TEXTAUSZUG.
<<<<

Wenn man ein Deklaration oder UDT _berührt_, dann erlaubt TIA/S7-1500 nur ein konsistentes Laden. Also inklusiv Instanz-DBs und DBs die durch UDTs definiert sind.
Es hilft nicht wenn ich weis dass die online DBs behalten werden kann. TIA elaubt immer nur ein konsistentes Laden. Das bedeutet Anlage-Stopp, wenn nicht CPU-Stopp.
Mit STEP7 Classic/S7-300 konnte ich entscheiden ob ich die DBs laden will.


----------



## Krumnix (6 September 2018)

Raabun schrieb:


> Hmm, Dein Artikel beginnt ja direkt mit einem Fehler:
> Durch geschicktes Aufteilen des Ladens, kann man meistens das Stoppen verhindern.



Gebe ich gerne zurück 

Wie JesperMP schon geschrieben hat, war ich bei Step7 nicht gezwungen das zu machen.
Wenn ich ein FB angelegt habe und in der Schnittstelle mir Reserve eingeplant habe, konnte ich später den Namen dieser ändern und musste den DB nicht übertragen.
Das wurde dann ganz an den Schluss gelegt, in die Pause, Werksferien, etc. Ich war frei zu entscheiden.

>>>>

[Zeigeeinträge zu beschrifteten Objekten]
<<<<

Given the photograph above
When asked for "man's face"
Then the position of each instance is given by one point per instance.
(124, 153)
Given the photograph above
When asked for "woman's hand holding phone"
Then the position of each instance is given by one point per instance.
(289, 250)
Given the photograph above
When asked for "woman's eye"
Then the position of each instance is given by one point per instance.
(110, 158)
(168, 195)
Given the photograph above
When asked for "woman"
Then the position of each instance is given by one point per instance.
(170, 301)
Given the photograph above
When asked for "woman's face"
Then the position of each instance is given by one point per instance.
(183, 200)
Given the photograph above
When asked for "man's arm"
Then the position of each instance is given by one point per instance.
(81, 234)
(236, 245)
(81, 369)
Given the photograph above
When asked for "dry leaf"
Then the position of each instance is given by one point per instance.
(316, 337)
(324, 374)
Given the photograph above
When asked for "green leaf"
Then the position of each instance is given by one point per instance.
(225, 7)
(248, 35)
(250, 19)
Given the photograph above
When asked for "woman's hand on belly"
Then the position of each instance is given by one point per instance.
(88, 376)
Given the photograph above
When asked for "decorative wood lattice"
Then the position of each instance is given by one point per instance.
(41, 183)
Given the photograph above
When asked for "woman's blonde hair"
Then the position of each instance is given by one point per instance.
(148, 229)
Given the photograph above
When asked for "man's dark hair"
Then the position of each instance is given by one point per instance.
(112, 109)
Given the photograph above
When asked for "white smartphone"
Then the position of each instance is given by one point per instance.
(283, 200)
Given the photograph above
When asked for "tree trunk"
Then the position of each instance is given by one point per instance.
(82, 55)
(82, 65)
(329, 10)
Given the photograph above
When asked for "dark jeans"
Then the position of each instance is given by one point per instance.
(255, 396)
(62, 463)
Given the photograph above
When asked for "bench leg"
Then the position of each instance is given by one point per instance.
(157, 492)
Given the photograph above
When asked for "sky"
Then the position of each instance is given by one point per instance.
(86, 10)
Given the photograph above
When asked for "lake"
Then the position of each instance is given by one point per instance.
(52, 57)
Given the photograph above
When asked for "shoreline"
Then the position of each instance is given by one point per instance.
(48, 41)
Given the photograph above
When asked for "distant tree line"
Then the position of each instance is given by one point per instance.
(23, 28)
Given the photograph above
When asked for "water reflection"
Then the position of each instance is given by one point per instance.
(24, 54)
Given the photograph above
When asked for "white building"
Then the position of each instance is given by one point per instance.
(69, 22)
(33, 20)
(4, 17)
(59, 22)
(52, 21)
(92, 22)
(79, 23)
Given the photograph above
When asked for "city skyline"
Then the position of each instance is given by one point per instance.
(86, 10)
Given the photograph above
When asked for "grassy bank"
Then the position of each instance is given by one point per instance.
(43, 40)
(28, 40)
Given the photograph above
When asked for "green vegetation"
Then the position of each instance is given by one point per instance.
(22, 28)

>>>>

SCHRIFTLICHE AUFGABE 1. Geben Sie aus dem Textauszug zum Laden in TIA den Abschnitt von „Es hilft nicht“ bis einschließlich „wenn nicht CPU-Stopp.“ wortgetreu aus.
SCHRIFTLICHE AUFGABE 2. Fahren Sie mit dem Textauszug zum Laden in TIA nach seinem letzten Satz fort.
Die Einträge stehen in keinem Zusammenhang mit dem Textauszug.

ANTWORT 1.
Es hilft nicht wenn ich weis dass die online DBs behalten werden kann. TIA elaubt immer nur ein konsistentes Laden. Das bedeutet Anlage-Stopp, wenn nicht CPU-Stopp.

ANTWORT 2.
Wenn ich das in TIA mache, wars das. 

Und ich macht TIA nicht schlecht. Ich finde es auch soweit gut, und einige Anmerkung der Kollegen hier sind ein wenig zu "eingefahren". 
Aber dies ist definitiv ein Punkt, der Step7 besser macht.


----------



## PN/DP (6 September 2018)

Raabun schrieb:


> Mir ist noch keine CPU unter TIA in Stop gegangen ohne das TIA mich bestätigen ließ, daß sie in Stop gehen will.


Das ist keine neue Errungenschaft von TIA sondern eine Selbstverständlichkeit, die auch Step7 classic seit 20 Jahren so macht.
Wenn aber TIA mit einer S7-1500 einmal entschieden hat daß ein CPU-Stop für das Laden notwendig ist dann hat man (fast) keine Chance trotzdem irgendwie "geschickt" ohne CPU-Stop zu laden. Wenn der Prozess aber keinen CPU-Stop und kein Daten-Reinitialisieren zuläßt, dann darf man unter Umständen tagelang oder wochenlang warten bis man mal die CPU stoppen darf um eine Programmänderung zu laden...



Raabun schrieb:


> Durch geschicktes Aufteilen des Ladens, kann man meistens das Stoppen verhindern.


Interessant  Kannst Du mal ein konkretes Beispiel bringen wie Du das Laden eines Programms in eine S7-1500 "geschickt" aufteilst damit TIA keinen Stop fordert?



Raabun schrieb:


> Sobald der WinCCflex-Nachfolger ins Spiel kommt, wird es noch komfortabler. Ich muß mich nicht mehr darum kümmern, ob meine WinCC-Variablen neue Adressen haben oder nicht, einfach neu übersetzen.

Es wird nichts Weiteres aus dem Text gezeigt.